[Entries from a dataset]

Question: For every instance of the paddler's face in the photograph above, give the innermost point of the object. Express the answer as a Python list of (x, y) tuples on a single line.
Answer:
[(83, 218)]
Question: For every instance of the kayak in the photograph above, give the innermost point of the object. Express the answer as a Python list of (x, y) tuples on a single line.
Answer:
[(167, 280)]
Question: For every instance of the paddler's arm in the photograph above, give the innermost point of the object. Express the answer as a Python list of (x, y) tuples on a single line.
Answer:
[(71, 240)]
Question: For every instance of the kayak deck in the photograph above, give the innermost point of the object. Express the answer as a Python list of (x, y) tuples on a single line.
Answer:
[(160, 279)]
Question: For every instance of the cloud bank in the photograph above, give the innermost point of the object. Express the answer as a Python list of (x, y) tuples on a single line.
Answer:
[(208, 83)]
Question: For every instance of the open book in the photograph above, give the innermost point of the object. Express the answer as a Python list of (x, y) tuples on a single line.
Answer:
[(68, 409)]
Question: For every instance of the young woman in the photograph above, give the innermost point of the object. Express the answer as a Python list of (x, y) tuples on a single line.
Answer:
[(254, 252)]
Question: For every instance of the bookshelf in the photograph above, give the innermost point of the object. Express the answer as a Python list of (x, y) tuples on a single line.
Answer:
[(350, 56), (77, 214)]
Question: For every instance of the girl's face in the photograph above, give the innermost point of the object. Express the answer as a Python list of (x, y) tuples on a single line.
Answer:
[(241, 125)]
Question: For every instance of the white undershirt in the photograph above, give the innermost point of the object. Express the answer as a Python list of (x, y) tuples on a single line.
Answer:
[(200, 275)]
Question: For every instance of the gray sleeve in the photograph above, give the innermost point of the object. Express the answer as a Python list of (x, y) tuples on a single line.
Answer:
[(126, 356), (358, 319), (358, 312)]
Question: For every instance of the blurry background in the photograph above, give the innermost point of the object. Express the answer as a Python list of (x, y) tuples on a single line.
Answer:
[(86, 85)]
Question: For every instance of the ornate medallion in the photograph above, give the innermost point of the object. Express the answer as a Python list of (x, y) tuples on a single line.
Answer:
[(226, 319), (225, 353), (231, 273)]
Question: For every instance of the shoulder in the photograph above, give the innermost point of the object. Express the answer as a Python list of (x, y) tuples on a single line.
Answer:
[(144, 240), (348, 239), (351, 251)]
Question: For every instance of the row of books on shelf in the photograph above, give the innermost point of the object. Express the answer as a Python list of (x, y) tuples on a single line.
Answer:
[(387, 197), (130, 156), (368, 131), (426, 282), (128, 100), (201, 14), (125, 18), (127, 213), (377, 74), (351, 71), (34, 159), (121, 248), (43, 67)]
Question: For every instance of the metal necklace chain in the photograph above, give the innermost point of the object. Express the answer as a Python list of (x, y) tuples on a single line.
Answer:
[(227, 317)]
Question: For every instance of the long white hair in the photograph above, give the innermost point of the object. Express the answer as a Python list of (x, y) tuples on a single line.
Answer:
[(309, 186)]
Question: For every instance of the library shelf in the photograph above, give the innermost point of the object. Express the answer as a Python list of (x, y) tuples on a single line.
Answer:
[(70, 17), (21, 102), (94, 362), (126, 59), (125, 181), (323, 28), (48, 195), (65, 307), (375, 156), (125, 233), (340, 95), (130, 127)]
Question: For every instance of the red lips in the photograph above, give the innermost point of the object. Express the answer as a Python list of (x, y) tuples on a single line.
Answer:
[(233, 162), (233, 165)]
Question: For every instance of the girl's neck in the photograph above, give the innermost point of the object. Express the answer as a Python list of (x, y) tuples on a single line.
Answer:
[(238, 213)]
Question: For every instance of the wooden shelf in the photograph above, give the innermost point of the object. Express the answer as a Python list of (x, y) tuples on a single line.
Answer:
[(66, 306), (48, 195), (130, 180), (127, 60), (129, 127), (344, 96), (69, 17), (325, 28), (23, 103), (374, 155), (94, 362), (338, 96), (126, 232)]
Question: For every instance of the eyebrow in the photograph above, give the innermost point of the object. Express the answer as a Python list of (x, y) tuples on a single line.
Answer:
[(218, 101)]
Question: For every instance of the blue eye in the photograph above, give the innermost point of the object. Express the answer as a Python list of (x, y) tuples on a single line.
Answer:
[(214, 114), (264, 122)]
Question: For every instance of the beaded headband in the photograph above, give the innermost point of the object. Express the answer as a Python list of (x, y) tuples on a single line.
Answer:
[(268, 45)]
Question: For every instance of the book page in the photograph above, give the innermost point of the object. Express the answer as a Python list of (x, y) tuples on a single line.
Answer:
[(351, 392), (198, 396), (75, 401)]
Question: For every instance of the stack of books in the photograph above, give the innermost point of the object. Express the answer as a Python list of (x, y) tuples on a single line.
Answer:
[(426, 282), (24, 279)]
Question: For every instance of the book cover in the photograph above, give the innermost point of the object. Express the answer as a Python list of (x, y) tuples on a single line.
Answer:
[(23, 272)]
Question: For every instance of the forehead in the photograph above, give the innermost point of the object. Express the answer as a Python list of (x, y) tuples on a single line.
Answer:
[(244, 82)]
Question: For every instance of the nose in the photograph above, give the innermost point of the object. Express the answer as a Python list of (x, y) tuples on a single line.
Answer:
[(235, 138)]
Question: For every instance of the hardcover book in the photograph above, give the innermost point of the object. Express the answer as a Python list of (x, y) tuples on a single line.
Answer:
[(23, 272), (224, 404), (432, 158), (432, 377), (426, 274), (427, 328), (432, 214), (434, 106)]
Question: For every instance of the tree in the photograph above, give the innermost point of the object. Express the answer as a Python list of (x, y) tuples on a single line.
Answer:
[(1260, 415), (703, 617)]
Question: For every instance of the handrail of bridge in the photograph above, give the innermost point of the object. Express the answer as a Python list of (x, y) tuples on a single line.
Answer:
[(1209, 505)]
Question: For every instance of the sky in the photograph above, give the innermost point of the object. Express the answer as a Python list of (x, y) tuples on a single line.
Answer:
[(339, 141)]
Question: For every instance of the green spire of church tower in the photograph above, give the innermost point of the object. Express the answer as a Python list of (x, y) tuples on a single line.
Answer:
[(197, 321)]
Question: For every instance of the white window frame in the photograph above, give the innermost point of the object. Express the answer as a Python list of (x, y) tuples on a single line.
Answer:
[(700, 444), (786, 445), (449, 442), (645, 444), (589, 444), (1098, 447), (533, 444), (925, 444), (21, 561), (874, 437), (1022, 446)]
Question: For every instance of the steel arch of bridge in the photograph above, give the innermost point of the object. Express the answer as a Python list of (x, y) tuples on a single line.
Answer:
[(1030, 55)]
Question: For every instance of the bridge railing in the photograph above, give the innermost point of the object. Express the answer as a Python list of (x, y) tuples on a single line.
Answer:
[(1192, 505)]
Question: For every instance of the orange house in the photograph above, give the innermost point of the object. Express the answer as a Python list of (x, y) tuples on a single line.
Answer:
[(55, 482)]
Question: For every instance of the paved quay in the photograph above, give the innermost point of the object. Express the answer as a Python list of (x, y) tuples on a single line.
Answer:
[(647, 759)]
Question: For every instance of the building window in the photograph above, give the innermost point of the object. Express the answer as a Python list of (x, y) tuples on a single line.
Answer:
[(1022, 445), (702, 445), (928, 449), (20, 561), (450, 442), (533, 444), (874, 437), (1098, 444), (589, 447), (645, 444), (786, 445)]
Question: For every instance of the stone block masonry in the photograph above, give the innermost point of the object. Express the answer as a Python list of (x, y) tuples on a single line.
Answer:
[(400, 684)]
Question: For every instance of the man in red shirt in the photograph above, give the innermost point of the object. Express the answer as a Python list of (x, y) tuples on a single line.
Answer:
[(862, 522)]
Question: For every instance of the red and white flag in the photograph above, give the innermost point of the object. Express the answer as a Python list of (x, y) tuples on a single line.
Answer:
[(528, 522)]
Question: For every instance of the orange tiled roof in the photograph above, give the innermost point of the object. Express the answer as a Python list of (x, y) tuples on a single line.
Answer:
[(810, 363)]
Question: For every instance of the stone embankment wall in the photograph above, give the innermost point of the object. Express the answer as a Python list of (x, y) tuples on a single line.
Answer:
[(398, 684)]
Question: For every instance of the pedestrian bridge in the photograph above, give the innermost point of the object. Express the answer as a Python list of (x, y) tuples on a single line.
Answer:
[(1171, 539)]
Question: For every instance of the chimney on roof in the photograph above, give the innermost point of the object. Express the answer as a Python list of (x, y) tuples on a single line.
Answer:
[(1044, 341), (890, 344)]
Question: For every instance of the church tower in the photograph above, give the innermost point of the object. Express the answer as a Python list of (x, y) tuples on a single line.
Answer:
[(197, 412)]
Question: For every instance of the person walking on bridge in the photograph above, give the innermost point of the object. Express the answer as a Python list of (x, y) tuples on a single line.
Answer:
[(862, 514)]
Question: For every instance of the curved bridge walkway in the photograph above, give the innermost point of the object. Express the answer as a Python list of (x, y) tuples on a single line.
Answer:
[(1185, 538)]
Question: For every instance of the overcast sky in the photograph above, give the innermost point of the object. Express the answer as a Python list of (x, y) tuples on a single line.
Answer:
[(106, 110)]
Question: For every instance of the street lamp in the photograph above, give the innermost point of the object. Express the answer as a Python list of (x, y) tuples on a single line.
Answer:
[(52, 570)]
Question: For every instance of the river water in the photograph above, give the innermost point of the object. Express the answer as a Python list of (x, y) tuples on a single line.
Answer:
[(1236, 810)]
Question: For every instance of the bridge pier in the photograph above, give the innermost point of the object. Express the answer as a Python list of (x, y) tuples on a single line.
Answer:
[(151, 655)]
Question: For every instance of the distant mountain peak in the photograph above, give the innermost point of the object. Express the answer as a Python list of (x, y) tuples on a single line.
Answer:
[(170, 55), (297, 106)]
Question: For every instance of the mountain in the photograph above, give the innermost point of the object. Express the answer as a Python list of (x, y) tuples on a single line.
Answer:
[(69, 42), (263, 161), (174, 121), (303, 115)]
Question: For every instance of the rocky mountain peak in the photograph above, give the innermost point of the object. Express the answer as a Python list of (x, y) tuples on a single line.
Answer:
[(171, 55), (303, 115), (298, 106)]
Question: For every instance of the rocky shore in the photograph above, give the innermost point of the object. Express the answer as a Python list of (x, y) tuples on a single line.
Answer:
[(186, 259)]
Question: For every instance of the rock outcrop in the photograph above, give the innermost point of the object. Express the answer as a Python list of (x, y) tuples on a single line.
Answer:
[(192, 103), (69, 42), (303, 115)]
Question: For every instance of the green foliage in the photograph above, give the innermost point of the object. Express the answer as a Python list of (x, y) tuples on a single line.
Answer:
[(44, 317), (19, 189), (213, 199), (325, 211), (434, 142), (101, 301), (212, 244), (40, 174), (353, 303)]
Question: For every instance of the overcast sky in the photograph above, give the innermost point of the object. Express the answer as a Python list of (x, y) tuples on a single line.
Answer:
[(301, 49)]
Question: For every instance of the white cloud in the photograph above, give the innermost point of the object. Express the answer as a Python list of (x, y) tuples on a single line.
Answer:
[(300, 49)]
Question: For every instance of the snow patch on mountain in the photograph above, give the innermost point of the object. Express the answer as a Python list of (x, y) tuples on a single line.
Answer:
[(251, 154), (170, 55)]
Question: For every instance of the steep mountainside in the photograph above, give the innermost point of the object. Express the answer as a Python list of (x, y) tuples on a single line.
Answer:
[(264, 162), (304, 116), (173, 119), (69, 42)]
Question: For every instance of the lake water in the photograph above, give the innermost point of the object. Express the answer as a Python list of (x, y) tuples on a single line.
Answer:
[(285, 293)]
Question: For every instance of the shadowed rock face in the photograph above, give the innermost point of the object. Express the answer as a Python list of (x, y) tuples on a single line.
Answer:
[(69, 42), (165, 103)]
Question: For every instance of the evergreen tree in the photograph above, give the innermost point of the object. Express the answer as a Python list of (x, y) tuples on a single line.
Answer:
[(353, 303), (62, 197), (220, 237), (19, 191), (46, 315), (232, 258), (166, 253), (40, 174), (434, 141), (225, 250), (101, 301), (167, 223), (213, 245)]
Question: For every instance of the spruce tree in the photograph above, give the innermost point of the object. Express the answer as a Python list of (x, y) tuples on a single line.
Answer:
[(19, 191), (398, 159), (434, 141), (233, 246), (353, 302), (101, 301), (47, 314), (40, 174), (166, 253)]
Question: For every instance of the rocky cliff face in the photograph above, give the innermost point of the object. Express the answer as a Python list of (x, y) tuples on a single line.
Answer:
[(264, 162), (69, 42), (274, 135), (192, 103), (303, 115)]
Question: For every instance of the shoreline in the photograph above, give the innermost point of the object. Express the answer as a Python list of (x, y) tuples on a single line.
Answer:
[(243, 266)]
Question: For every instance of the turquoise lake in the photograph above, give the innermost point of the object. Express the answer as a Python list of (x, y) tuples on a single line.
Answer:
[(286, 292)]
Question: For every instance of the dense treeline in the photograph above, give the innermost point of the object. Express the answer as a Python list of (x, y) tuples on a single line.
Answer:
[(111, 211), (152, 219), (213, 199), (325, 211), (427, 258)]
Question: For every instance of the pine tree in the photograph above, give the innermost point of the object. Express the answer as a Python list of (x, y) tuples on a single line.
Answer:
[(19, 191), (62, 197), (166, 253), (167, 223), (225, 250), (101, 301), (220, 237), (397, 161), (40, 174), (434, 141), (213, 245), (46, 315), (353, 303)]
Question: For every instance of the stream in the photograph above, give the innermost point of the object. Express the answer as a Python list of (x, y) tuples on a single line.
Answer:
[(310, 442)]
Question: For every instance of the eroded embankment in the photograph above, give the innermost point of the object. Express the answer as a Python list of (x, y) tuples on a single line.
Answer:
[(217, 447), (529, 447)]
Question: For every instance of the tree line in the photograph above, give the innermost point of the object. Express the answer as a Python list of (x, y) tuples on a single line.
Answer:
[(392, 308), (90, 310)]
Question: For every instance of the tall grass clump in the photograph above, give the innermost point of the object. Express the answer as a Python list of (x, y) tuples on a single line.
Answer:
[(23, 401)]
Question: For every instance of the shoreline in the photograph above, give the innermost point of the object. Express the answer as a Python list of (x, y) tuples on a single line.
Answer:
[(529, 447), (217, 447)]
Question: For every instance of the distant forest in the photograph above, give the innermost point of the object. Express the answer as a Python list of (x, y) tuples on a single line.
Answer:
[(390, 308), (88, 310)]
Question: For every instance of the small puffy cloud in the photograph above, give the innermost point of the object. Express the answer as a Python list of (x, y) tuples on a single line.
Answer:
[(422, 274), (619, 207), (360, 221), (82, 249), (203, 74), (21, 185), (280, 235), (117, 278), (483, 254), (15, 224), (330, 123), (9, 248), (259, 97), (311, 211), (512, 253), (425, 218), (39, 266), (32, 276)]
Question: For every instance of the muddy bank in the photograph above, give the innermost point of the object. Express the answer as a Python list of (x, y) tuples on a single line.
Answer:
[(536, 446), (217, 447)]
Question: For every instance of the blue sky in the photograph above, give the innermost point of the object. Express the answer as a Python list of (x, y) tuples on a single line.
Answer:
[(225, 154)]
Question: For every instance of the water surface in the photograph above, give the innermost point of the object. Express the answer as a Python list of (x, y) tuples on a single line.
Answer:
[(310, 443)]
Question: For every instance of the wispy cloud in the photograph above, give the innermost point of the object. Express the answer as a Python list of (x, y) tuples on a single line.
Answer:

## YOUR INSTRUCTIONS
Rewrite the entries from the line with "Question: For every instance of the cloud" up to and including the line with "[(350, 56), (77, 214)]", changing "bookshelf" to "bookcase" and leaving everything else unchanged.

## ANSWER TO THE TASK
Question: For every instance of the cloud bank in the photograph above, give the innermost point of the object. Express the answer as a Python list of (x, y) tuples on a single line.
Answer:
[(208, 83)]
Question: For every instance of the open book in the photograph above, give the innermost point of the object. Express the answer as a Python list of (x, y) tuples on a single line.
Answer:
[(68, 409)]
Question: For every instance of the young woman in the photograph above, give the innermost point of the object. Express the answer as a Python list of (x, y) tuples on a single line.
Answer:
[(254, 252)]
Question: For every instance of the bookcase in the photograph above, give the innermost point of the object. Express the answer as a Python list of (x, y) tuples on a single line.
Answer:
[(350, 56), (77, 214)]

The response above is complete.